■ WHAT IS EXPECTED
Set every entry below down once more, exactly as it stands, without images.

■ RECORDS FOR THIS TASK
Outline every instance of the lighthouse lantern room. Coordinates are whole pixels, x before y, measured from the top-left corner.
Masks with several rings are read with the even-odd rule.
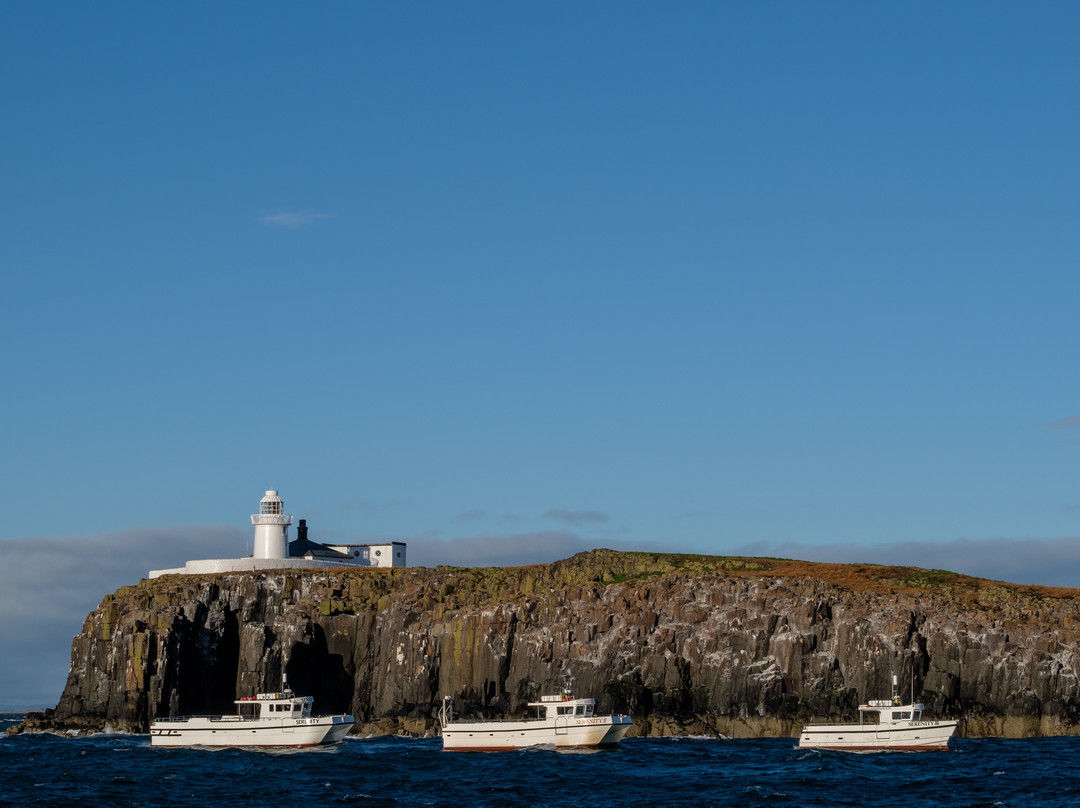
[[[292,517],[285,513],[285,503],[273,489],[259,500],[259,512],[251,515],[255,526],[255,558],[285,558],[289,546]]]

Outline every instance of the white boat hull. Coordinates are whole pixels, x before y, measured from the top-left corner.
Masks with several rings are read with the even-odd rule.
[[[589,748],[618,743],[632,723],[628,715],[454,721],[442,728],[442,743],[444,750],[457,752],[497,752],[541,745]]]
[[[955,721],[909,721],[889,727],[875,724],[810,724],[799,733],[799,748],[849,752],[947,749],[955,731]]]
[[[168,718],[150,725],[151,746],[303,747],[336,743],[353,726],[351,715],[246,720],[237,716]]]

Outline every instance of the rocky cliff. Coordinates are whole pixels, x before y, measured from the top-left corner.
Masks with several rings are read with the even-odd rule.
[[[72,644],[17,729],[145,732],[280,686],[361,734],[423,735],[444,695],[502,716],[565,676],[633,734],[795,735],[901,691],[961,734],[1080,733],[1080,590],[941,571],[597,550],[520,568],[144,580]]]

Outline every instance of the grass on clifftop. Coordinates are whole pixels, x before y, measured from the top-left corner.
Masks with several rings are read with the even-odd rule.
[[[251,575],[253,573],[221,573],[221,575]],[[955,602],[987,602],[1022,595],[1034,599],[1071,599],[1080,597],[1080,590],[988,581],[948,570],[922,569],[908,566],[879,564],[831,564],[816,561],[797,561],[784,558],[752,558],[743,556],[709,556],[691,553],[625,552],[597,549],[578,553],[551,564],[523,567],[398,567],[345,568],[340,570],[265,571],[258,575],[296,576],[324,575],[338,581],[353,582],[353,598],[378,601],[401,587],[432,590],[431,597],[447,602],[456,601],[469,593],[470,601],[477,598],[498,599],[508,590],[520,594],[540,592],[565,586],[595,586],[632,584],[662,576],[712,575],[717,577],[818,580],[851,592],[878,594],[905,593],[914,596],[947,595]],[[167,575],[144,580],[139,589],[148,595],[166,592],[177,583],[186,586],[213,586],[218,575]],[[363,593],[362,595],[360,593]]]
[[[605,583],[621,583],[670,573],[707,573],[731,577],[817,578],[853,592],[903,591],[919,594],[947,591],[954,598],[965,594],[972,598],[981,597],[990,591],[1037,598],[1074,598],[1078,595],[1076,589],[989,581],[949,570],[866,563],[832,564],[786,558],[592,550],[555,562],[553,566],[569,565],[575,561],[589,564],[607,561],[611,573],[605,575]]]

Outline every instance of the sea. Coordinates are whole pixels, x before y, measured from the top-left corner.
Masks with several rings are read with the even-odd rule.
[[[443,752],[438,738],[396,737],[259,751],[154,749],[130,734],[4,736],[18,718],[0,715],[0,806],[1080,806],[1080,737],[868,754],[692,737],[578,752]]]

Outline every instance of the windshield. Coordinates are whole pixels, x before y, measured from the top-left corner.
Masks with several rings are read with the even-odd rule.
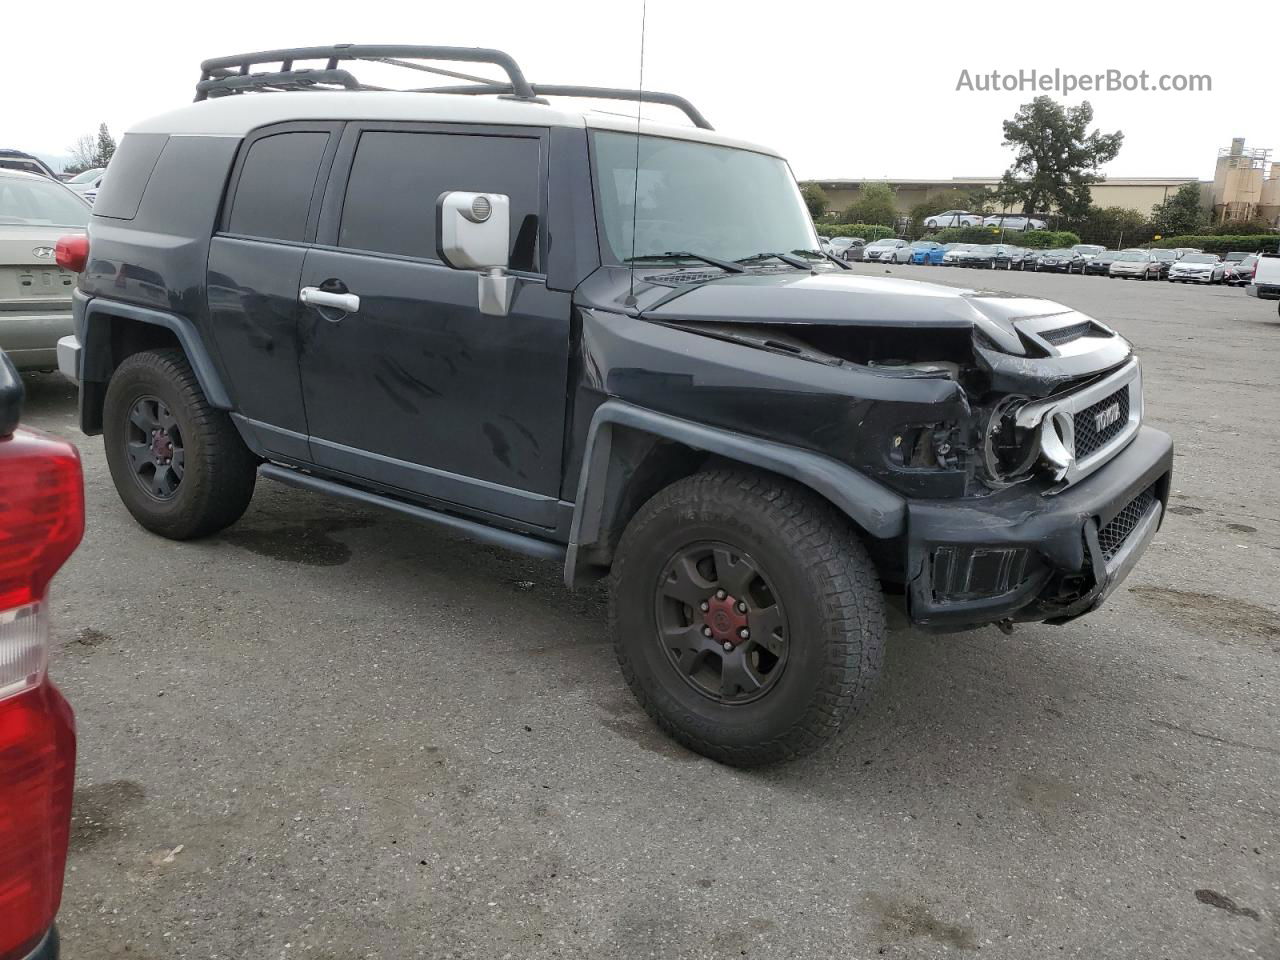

■ RESPONSE FOR THIS EXERCISE
Outline every instance of the lighthouse lantern room. Coordinates are whole pixels, x before y, measured from the top-left corner.
Masks with several rings are read with the even-odd rule.
[[[292,517],[285,513],[285,503],[273,489],[259,500],[259,512],[251,515],[255,526],[255,558],[285,558],[289,546]]]

Outline every instance of the white boat hull. Coordinates are whole pixels, x before y, measured from the top-left corner.
Masks with several rings are read with the even-odd rule.
[[[589,748],[618,743],[632,723],[628,715],[454,721],[442,728],[442,743],[444,750],[457,752],[497,752],[541,745]]]
[[[955,721],[909,721],[889,727],[875,724],[810,724],[799,733],[799,748],[849,752],[947,749],[955,731]]]
[[[168,718],[150,725],[151,746],[303,747],[336,743],[353,726],[351,715],[246,720],[237,716]]]

Outline every instance of the rocky cliff. Coordinates are whole pixels, x before y, measured from the top-left corner.
Masks with several rings are read with the even-odd rule.
[[[72,644],[17,729],[145,732],[280,686],[361,734],[423,735],[444,695],[502,716],[565,676],[633,734],[795,735],[901,691],[961,734],[1080,733],[1080,590],[941,571],[597,550],[520,568],[144,580]]]

Outline every instance of the grass on clifftop. Coordinates are whole pixels, x before y, measured from the top-left corner.
Masks with several rings are read with the even-odd rule.
[[[251,575],[253,573],[221,573],[221,575]],[[955,602],[987,602],[1022,595],[1034,599],[1071,599],[1080,597],[1080,590],[988,581],[948,570],[922,569],[908,566],[879,564],[831,564],[816,561],[797,561],[784,558],[752,558],[743,556],[709,556],[691,553],[625,552],[597,549],[578,553],[551,564],[523,567],[398,567],[345,568],[340,570],[265,571],[258,575],[296,576],[324,575],[338,581],[353,582],[353,598],[378,601],[401,587],[432,590],[431,597],[447,602],[456,601],[469,593],[470,601],[477,598],[498,599],[508,590],[520,594],[540,592],[565,586],[595,586],[632,584],[662,576],[712,575],[717,577],[818,580],[851,592],[878,594],[905,593],[914,596],[947,595]],[[167,575],[144,580],[139,589],[148,595],[166,592],[177,583],[186,586],[213,586],[218,575]],[[363,593],[362,595],[360,593]]]
[[[605,583],[621,583],[670,573],[707,573],[731,577],[817,578],[853,592],[903,591],[919,594],[947,591],[954,598],[965,594],[972,598],[981,597],[990,591],[1037,598],[1074,598],[1078,595],[1076,589],[989,581],[949,570],[866,563],[832,564],[786,558],[592,550],[555,562],[553,566],[569,565],[575,561],[589,564],[607,561],[611,573],[605,575]]]

Outline every instance of the sea. Coordinates are whole pixels, x before y, measured from the top-left corner.
Masks with several rings are read with the even-odd rule.
[[[443,752],[438,738],[396,737],[259,751],[154,749],[130,734],[4,736],[18,718],[0,715],[0,806],[1080,806],[1080,737],[868,754],[692,737],[578,752]]]

Outline every instance of the windshield. Coordinates are whole pixels, x before y, measured from the top-left corner.
Masks with several rings are read with the even-odd rule.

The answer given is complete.